----- PROVIDED RECORDS

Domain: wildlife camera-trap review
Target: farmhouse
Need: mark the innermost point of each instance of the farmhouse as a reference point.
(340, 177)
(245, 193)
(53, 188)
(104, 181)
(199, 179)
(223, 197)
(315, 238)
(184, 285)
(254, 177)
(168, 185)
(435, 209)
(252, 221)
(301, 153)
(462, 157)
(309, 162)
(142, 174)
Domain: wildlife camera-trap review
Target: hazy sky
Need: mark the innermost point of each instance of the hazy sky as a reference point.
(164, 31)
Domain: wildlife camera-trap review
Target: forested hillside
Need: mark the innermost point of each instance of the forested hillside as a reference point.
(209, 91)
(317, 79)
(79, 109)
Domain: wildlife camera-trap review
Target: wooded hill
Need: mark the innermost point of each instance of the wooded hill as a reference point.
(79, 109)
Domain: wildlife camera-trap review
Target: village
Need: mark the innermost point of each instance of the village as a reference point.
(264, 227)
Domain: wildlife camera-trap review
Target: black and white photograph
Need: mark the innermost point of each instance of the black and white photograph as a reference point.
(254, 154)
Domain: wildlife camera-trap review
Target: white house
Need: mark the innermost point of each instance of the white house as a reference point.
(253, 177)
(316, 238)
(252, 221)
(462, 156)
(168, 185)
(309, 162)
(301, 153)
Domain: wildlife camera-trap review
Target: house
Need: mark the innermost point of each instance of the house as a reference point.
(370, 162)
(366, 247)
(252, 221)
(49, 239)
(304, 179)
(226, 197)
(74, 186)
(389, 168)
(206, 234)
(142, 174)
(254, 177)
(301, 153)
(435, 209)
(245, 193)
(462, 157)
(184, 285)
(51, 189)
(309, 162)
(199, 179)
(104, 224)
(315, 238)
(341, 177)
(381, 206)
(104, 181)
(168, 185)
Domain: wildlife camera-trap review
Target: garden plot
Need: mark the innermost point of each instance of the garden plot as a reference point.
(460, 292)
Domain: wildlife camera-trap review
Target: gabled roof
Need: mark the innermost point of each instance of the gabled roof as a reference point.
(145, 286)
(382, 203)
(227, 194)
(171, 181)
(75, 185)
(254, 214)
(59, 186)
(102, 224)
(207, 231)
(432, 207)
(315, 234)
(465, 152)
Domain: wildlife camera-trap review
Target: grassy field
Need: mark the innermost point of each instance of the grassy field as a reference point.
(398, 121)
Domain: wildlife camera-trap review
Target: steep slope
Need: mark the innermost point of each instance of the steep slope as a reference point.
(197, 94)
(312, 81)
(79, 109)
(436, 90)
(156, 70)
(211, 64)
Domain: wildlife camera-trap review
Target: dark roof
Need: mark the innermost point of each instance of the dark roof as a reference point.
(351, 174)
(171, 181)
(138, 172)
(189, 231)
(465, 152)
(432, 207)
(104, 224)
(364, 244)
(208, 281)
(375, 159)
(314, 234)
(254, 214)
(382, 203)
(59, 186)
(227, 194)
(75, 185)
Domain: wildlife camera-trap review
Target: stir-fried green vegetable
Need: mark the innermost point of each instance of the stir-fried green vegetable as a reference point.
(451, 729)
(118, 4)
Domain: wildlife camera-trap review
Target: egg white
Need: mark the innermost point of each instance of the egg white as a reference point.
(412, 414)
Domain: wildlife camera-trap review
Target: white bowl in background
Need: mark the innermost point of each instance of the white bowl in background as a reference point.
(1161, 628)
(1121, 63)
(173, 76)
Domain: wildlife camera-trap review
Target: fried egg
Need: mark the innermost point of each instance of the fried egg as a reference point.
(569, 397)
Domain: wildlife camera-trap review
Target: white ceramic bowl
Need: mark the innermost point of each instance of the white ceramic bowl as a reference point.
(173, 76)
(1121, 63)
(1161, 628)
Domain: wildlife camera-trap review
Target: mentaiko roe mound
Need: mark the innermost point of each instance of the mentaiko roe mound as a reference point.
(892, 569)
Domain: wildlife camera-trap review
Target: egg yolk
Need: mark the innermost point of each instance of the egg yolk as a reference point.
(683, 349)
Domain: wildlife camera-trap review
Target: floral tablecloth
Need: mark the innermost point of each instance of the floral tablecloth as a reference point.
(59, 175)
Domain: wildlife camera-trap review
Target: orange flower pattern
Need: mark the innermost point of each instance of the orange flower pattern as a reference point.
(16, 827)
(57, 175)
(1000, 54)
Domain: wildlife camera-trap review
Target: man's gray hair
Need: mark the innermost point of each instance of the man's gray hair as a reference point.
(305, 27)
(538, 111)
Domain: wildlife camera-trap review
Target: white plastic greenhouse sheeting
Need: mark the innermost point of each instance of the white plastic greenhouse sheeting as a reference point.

----------

### THE REQUEST
Without leaving anything out, quote all the data.

### TASK ANSWER
Domain: wildlife camera-trap review
Target: farmhouse
Need: mark the innermost point of each instance of the farmhouse as a reference point.
(340, 177)
(245, 193)
(53, 188)
(104, 181)
(199, 179)
(223, 197)
(315, 238)
(184, 285)
(254, 177)
(168, 185)
(435, 209)
(252, 221)
(301, 153)
(462, 157)
(309, 162)
(142, 174)
Domain: wildlife camera-trap review
Target: hazy sky
Need: mark the innermost point of each instance of the hazy sky as a reference point.
(164, 31)
Domain: wildlife camera-trap review
Target: forested hillside
Need: mark the innermost point of each instance of the forested hillside as a reference point.
(209, 91)
(317, 79)
(79, 109)
Domain: wildlife camera-trap review
Target: wooded hill
Need: mark the innermost point of each instance of the wooded hill as a reference point.
(79, 109)
Domain: wildlife camera-trap review
Target: village
Need: mark the innermost point of each instance of the village as a reference point.
(264, 227)
Domain: wildlife camera-trap review
Target: black and white photograph
Need: mark the innermost point of each instance of the black and white photograph as a reference point.
(254, 154)
Domain: wildlife camera-trap review
Target: white house
Need: mark the innermost point of each instance of the white house as a reference point.
(253, 177)
(316, 238)
(252, 221)
(462, 156)
(168, 185)
(309, 162)
(301, 153)
Domain: wildlife camera-trap review
Target: house
Need: mark the innermost point of each instance of the house as a reference point.
(370, 162)
(366, 247)
(252, 221)
(49, 239)
(304, 179)
(226, 197)
(74, 186)
(389, 168)
(206, 234)
(142, 174)
(254, 177)
(301, 153)
(435, 209)
(245, 193)
(462, 157)
(184, 285)
(51, 189)
(309, 162)
(199, 179)
(104, 224)
(315, 238)
(341, 177)
(381, 206)
(104, 181)
(168, 185)
Domain: wildlife camera-trap review
Target: garden plot
Need: mark the innermost point of each instance of the garden plot as a reference point.
(460, 292)
Domain: wildlife camera-trap review
Target: gabled roof
Need: mark the innermost point of each instance of the gabled roof as a reference point.
(145, 286)
(382, 203)
(227, 194)
(171, 181)
(75, 185)
(254, 214)
(59, 186)
(102, 224)
(207, 231)
(432, 207)
(315, 234)
(465, 152)
Domain: wildlife camera-trap review
Target: grassy field
Need: mark the innermost point of each instance of the grassy field as a reference point.
(398, 121)
Domain: wildlife camera-trap review
Target: steep slope
Need: mark the innermost point of each instance of the steep slope as a reference point.
(197, 94)
(312, 81)
(79, 109)
(436, 90)
(156, 70)
(211, 64)
Domain: wildlife camera-trap review
Target: dark roof
Need: mark the innermost point of each instance of the dark roof as a reference point.
(351, 174)
(171, 181)
(138, 172)
(189, 231)
(465, 152)
(432, 207)
(104, 224)
(364, 244)
(208, 281)
(375, 159)
(314, 234)
(254, 214)
(382, 203)
(59, 186)
(227, 194)
(75, 185)
Domain: wildlife camera-trap review
Target: stir-fried green vegetable
Need: mark the innermost point of each instance of the stir-fried green vegetable as a reference point.
(451, 729)
(118, 4)
Domain: wildlife camera-trap review
Target: egg white
Need: mark the innermost point of each instance of the egg white as a reference point.
(412, 414)
Domain: wildlife camera-trap review
Target: white bowl in background
Need: mark the innermost point of each instance of the white bowl in background as a reference point.
(1161, 628)
(1121, 63)
(173, 76)
Domain: wildlife camera-trap review
Target: fried egg
Need: mark the innermost point of each instance of the fried egg as a reference point.
(569, 397)
Domain: wildlife camera-trap review
Target: white ceramic bowl
Need: mark the innermost point of each instance of the white ceramic bowl as a reference point.
(173, 76)
(1121, 63)
(1161, 628)
Domain: wildlife camera-trap review
Target: mentaiko roe mound
Need: mark the innermost point of each instance of the mentaiko roe mound as a reference point.
(892, 569)
Domain: wildlife camera-trap review
Target: egg yolk
Need: mark the innermost point of each instance of the egg yolk as a reference point.
(683, 349)
Domain: wildlife camera-trap review
Target: floral tablecloth
Need: mark the innermost point of each instance of the floral tablecloth as a reference point.
(59, 175)
Domain: wildlife camera-trap review
Target: orange flower pattern
Need: mark the innermost point of each instance of the orange flower pattern as a reference point.
(16, 827)
(57, 175)
(1000, 54)
Domain: wildlife camera-trap review
Target: man's gray hair
Need: mark the innermost point of each instance of the man's gray hair as a reference point.
(305, 27)
(538, 111)
Domain: wildlife camera-trap review
Target: white plastic greenhouse sheeting
Need: mark the innermost point of each instance of the white plastic greenhouse sheeting as a reference point.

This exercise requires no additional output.